▼

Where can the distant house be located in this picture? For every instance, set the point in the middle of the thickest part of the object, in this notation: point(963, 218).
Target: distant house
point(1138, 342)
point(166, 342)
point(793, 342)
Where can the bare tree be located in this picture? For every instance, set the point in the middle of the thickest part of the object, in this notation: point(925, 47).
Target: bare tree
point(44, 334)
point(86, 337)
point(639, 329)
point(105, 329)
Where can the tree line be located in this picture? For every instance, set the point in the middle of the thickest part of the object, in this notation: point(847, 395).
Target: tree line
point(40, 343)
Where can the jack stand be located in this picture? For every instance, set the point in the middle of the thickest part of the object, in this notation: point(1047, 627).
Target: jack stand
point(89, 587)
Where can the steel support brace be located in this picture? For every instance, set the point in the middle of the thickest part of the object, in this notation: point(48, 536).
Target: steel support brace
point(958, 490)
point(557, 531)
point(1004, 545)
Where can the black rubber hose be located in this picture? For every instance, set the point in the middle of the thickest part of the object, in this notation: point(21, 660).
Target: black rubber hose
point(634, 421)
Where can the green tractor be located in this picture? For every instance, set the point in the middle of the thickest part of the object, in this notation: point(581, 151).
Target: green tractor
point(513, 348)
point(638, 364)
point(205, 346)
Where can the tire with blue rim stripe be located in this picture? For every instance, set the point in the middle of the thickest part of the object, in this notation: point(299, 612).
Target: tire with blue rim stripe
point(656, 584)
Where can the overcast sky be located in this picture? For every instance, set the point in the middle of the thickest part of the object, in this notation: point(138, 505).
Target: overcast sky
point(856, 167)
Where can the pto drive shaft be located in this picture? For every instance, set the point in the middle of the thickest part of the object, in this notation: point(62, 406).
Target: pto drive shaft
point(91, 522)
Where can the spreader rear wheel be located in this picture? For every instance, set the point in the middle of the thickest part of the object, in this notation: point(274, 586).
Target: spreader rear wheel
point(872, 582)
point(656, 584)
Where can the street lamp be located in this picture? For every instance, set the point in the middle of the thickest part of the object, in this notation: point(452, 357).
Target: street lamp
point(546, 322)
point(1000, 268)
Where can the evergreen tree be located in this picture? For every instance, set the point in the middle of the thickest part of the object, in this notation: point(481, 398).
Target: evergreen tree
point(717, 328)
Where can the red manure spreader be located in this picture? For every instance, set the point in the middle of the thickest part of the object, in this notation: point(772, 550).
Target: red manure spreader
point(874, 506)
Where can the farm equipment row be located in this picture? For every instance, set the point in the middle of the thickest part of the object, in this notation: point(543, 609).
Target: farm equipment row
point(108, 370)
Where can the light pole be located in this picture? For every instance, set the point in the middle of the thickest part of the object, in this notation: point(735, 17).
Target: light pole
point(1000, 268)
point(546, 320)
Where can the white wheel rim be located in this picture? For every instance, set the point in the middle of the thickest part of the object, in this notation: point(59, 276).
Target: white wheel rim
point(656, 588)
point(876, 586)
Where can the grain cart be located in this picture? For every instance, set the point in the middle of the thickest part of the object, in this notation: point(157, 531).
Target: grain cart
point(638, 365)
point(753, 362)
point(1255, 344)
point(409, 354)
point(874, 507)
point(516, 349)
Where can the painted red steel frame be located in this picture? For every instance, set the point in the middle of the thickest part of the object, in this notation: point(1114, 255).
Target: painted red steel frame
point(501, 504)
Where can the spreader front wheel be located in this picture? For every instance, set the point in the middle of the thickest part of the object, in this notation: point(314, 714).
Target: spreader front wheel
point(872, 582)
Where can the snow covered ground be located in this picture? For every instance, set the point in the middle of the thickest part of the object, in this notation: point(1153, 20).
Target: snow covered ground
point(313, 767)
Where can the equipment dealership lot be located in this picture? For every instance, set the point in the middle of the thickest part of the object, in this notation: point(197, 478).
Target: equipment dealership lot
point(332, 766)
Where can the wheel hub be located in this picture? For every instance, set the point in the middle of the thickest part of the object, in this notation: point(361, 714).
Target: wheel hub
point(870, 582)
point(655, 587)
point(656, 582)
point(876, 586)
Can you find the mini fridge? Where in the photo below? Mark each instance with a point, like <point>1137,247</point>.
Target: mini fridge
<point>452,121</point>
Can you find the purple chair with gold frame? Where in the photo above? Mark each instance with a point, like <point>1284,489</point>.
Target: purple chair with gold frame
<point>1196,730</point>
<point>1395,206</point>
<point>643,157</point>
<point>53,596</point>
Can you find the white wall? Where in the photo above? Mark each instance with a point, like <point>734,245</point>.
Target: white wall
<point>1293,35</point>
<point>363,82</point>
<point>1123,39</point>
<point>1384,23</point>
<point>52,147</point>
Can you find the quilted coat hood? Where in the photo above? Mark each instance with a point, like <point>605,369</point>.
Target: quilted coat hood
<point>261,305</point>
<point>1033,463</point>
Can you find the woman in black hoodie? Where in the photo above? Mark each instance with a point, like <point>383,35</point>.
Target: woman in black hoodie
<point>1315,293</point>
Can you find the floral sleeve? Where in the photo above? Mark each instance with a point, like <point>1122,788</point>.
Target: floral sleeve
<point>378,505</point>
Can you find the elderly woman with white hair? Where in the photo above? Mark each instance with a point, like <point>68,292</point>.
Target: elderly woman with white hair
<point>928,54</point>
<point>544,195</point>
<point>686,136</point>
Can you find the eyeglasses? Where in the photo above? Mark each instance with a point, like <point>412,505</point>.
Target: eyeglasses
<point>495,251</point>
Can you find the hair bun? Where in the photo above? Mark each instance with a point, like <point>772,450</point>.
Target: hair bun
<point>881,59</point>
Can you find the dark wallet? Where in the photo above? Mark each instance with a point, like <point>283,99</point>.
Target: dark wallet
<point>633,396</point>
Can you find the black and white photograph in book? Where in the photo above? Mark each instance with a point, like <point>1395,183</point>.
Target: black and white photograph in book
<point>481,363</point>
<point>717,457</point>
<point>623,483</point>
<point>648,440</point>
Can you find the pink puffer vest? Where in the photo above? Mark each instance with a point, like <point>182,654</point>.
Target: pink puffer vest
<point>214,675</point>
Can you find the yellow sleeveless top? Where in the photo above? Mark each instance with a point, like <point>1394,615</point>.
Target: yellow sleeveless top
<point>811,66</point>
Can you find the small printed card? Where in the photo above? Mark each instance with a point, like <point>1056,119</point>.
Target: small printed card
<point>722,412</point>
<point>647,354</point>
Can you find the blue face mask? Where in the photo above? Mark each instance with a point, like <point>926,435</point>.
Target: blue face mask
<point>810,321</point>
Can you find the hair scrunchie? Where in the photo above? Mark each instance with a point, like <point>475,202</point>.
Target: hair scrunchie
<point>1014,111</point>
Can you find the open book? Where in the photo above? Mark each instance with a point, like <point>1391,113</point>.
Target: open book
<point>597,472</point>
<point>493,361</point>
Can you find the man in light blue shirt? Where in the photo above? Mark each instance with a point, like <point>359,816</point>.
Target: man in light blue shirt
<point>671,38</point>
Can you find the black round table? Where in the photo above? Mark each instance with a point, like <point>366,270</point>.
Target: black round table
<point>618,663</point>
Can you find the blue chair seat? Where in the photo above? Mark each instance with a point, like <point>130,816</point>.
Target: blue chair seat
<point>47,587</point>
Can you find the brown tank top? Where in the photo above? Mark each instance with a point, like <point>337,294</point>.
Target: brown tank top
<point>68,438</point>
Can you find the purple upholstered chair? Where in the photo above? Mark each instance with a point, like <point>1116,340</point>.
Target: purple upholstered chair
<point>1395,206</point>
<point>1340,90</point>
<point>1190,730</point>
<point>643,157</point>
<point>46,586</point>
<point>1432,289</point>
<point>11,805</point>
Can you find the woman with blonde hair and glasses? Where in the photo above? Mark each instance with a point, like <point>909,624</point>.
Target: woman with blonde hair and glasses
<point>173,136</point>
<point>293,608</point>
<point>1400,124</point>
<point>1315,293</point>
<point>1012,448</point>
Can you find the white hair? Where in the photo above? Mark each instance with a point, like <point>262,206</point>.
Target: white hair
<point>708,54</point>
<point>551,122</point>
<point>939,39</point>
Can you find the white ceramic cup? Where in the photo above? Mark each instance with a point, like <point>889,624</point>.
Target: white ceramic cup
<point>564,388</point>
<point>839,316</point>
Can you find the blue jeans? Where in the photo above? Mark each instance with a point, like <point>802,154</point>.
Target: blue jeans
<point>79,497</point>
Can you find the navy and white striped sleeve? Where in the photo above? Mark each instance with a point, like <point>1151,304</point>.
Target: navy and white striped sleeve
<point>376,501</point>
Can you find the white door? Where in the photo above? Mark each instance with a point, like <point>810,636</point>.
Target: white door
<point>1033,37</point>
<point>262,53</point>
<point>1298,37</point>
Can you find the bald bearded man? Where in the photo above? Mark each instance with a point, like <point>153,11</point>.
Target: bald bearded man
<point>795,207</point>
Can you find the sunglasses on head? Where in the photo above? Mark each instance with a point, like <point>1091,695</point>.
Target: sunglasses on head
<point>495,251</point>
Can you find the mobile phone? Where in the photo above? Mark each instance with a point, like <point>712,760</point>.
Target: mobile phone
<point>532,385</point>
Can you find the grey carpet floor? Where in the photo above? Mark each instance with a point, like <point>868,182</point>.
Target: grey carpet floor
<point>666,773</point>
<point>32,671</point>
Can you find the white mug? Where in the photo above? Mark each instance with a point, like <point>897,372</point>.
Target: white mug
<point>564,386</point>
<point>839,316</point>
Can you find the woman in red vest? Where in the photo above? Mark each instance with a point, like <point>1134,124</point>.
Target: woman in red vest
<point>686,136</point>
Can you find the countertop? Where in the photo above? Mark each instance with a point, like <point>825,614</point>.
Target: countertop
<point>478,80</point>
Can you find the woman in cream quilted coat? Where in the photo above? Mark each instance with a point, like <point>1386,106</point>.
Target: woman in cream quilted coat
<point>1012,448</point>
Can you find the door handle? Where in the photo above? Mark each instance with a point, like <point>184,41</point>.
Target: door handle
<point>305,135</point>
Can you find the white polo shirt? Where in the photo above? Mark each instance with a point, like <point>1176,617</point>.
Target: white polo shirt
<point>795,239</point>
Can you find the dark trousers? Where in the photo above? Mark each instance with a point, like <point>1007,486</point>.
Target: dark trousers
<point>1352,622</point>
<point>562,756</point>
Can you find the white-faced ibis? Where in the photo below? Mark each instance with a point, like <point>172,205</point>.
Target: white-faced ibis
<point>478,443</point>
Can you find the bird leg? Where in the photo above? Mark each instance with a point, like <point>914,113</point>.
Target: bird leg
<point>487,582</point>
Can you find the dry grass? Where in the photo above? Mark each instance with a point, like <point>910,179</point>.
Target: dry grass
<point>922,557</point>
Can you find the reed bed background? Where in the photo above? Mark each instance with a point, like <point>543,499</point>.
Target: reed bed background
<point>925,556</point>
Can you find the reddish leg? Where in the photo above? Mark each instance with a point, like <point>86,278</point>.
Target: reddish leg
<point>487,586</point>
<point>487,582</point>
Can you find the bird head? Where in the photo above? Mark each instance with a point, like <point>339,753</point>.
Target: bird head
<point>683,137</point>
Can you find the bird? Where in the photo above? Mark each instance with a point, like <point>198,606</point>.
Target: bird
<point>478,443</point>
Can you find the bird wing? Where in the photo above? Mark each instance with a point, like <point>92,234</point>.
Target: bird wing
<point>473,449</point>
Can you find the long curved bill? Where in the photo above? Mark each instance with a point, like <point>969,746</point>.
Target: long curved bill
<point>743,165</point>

▲

◆ The problem:
Copy the lines of the records from the line with "Where can the painted" to the line with "point(501, 504)", both included, with nothing changed.

◆ Reply to the task:
Where can the painted red steel frame be located in this picture? For every instance, set the point in the middle of the thickest part of the object, in this notation: point(1114, 255).
Target: painted red steel frame
point(501, 504)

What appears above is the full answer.